# DATA RECORDS start

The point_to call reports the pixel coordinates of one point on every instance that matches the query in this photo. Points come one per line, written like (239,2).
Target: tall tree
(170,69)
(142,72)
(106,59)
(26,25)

# DATA RECORDS end

» GIVEN REQUEST
Print every one of the rows above verbatim, with no change to any character.

» RIGHT ANSWER
The point_to call reports the pixel coordinates of one point on every instance that matches the query in this photo. Points come one per line, written like (239,2).
Target: tall tree
(170,69)
(142,72)
(106,59)
(26,25)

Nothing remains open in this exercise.